**Selected extract**
##########

To analyze the convergence of the optimizer, we plot the cumulative means of the objective across iterations (i.e. for each $t$, we plot the average objective value across iterations $1, \ldots, t$). For the constraints, we plot the maximum of the cumulative means of the two constraint violations. Had we instead plotted the individual objective and constraint values at each iteration, we would have likely seen a lot of oscillations. Since we expect the iterates to converge on average, the cumulative means of the objective and constraints provide a better picture of the optimizer's convergence.
In [15]:
# Plot objective and (max) constraint violation across minibatches.
ff, ax = plt.subplots(1, 2, figsize=(10, 5))
iteration_counts = range(1, num_iterations + 1)
# Plot of cumulative means of objective.
average_objectives = np.cumsum(train_objectives) / iteration_counts
ax[0].plot(iteration_counts, average_objectives)
ax[0].set_title("Cumulative Means of Hinge Loss")
ax[0].set_xlabel("Number of iterations")
# Plot of max cumulative means of contraint violations.
cum_mean1 = np.cumsum([x[0] for x in train_constraints]) / iteration_counts
cum_mean2 = np.cumsum([x[1] for x in train_constraints]) / iteration_counts
max_average_constraints = np.amax([cum_mean1, cum_mean2], axis=0)
ax[1].plot(iteration_counts, max_average_constraints)
ax[1].set_title("(Max) Cumulative Means of Constraint Violation")
ax[1].set_xlabel("Number of iterations")
ff.suptitle("Train Performance", y=1.05, fontweight="bold")
ff.tight_layout()
Clearly, the (average) training objective converges to a small value, while the maximum (average) constraint violation approaches 0. Can we converge faster than this by using a different minibatching strategy?
One of the factors that may slow down an optimizer for the present dataset is the severe imbalance in the label and group proportions.

##########

**Jobs**
a) Transcribe the part of the passage on optimizer convergence between "average_objectives = np.cumsum(train_objectives)" and "np.amax([cum_mean1, cum_mean2], axis=0)", inclusive.
b) Write the next part of the passage on optimizer convergence, picking up right after its last sentence.
The items after this passage have nothing to do with the work here.

**Recorded data**
##########

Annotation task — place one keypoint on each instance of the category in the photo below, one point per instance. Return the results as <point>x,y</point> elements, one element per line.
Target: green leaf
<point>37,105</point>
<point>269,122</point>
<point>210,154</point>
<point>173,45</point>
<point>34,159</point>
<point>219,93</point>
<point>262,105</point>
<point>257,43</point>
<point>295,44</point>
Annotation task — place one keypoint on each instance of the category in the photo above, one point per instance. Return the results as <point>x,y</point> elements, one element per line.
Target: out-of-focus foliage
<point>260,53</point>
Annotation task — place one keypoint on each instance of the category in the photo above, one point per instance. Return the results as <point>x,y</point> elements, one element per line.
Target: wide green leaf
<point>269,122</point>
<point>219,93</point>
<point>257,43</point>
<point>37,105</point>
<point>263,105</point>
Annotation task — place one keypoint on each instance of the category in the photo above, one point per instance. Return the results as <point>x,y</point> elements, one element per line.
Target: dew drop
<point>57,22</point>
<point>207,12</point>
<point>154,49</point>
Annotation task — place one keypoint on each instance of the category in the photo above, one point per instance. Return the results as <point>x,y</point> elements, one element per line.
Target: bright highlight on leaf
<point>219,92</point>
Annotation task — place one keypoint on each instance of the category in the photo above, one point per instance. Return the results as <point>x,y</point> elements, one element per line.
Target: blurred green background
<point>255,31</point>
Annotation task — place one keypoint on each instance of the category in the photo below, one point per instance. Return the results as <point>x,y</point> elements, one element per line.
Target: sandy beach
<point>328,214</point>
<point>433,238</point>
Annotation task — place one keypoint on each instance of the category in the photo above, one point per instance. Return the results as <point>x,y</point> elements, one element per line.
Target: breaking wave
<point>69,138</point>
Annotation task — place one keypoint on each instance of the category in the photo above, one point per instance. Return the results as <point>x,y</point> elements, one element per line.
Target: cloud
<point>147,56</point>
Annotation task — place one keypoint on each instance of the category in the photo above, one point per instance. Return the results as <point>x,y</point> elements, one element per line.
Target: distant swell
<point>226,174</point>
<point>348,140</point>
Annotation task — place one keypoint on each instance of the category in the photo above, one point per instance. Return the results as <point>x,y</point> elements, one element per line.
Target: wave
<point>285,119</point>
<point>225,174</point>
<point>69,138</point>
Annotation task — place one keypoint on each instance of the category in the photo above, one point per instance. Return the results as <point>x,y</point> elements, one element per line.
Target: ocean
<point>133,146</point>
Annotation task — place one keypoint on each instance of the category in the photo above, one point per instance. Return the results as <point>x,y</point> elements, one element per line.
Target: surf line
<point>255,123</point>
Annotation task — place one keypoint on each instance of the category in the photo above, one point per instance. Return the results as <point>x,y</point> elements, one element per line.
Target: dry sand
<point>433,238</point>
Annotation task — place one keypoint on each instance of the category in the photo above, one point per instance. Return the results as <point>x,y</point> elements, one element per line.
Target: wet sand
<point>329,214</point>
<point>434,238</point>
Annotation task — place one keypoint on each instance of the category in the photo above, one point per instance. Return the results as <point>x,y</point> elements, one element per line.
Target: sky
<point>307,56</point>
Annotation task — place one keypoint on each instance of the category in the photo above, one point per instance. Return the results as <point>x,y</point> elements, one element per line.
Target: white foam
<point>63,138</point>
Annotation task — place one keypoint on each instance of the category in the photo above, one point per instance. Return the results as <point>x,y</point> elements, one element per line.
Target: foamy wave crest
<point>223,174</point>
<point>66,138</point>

##########

**The results**
a)
average_objectives = np.cumsum(train_objectives) / iteration_counts
ax[0].plot(iteration_counts, average_objectives)
ax[0].set_title("Cumulative Means of Hinge Loss")
ax[0].set_xlabel("Number of iterations")
# Plot of max cumulative means of contraint violations.
cum_mean1 = np.cumsum([x[0] for x in train_constraints]) / iteration_counts
cum_mean2 = np.cumsum([x[1] for x in train_constraints]) / iteration_counts
max_average_constraints = np.amax([cum_mean1, cum_mean2], axis=0)

b)
In [16]:
print("Proportion of protected group examples in training set = %.3f"
% np.mean(z_train == 1))
print("Proportion of positive protected group examples in training set = %.3f"
% np.mean((z_train == 1) & (y_train == 1)))
print()
print("Number of protected group examples in training set = %d"
% np.sum(z_train == 1))
print("Number of positive protected group examples in training set = %d"
% np.sum((z_train == 1) & (y_train == 1)))
With the previous minibatch implementation, only 5.1% of the examples in a minibatch are likely to come from the protected group, and only 1.8% of the examples in a minibatch are likely to be positive examples from the protected group. Therefore most minibatches are likely to yield poor estimates of FNR on the protected group. As a consequence, we will sometimes perform updates that are very small, and sometimes overcorrect with extremely large updates, leading to a slow convergence.
To avoid such noisy updates, we recommend using two streams of minibatches, with the first stream formed as before from the entire training set, and the second stream formed solely from the protected group examples. While defining the fairness constraints, we will compute the overall FNR using minibatches from the first stream and the protected group FNR using minibatches the second stream. By setting the batch size for the second stream to a reasonably large value, we expect our updates to be less noisy, and as a result, expect the optimizer to converge faster.
In [17]:
# Protected subset from train set.
x_train_protected = x_train[z_train == 1, :]
y_train_protected = y_train[z_train == 1]
# Protected subset from test set.
x_test_protected = x_test[z_test == 1, :]
y_test_protected = y_test[z_test == 1]
# Number of examples, dimension,
# and number of protected examples in training set.
num_examples, dimension = x_train.shape
num_examples_protected = np.sum(z_train == 1)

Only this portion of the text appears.